EXTRACT TO READ>
────────────────────

What is it about sex, a physical activity and the idea of your mate engaging in it with someone else, that is so horrific? I mean, it's just physical.

If my husband had an emotional love affair with another woman, I would feel different, but just rutting, grunting sex? I mean, you used the word "destroy" three times in your post. Would it really destroy you if someone cheated on you?

Again, I know my opinion is not in the mainstream, just saying I don't understand it.

If Hubby no longer loves me and wants to sleep with someone else then I expect him to come and tell me to my face. I will be devastated but at least there will be some honour and bravery to it.

For many people sex is not simply rutting, grunting copulation. For many of us sex and emotions are tied together and intimacy is what defines sexual experiences. It is for me. I have never cheated on anyone and cannot even begin to imagine ever doing it. I would have to have a complete personality change .

────────────────────

TASK DIRECTIONS> Please check each statement against the text on infidelity above. Mark each one yes or no and quote the deciding words. (a) The word "destroy" is said to appear three times in a post. (b) The last paragraph's writer admits to having cheated on someone. (c) One writer says an emotional love affair would feel no different from purely physical sex.

DATA SHOWN>
────────────────────

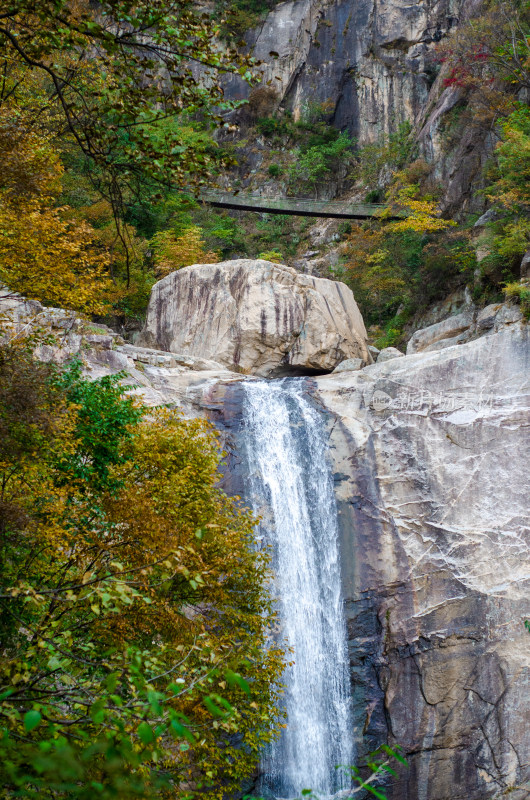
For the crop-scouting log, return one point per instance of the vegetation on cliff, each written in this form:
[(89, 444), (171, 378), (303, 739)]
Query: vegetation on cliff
[(134, 607)]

────────────────────

ANSWER SECTION>
(a) Yes: "you used the word "destroy" three times in your post."
(b) No: "I have never cheated on anyone"
(c) No: "If my husband had an emotional love affair with another woman, I would feel different"